Point annotation data
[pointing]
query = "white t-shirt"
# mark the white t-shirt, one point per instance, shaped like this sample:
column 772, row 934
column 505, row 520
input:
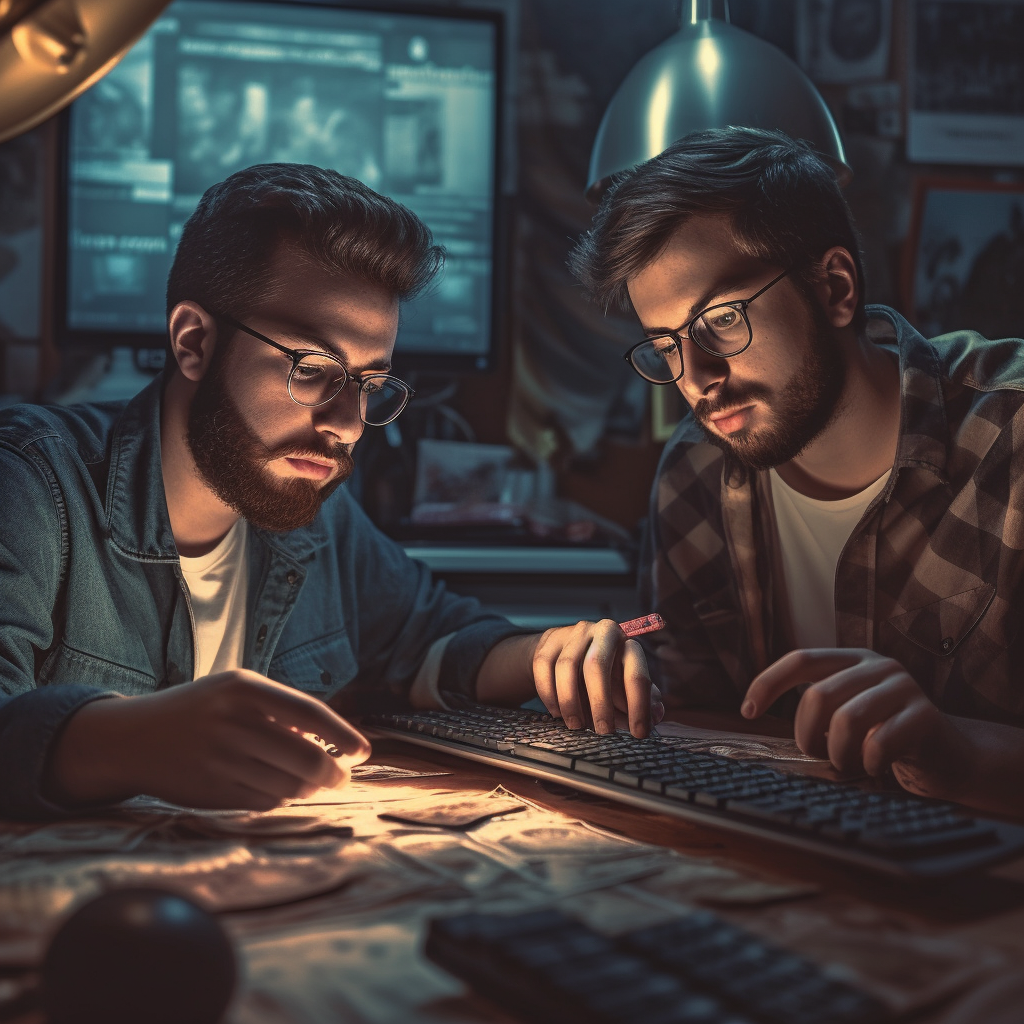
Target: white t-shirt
column 218, row 584
column 812, row 535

# The problem
Rewrite the data above with every "white t-shirt" changed to "white shirt" and nothing else altered. Omit the pictures from your output.

# Expected answer
[pointing]
query = "white shirt"
# mark the white shirt, one point per instance, shaped like this sample:
column 772, row 934
column 505, row 520
input:
Target: white shirt
column 218, row 584
column 812, row 535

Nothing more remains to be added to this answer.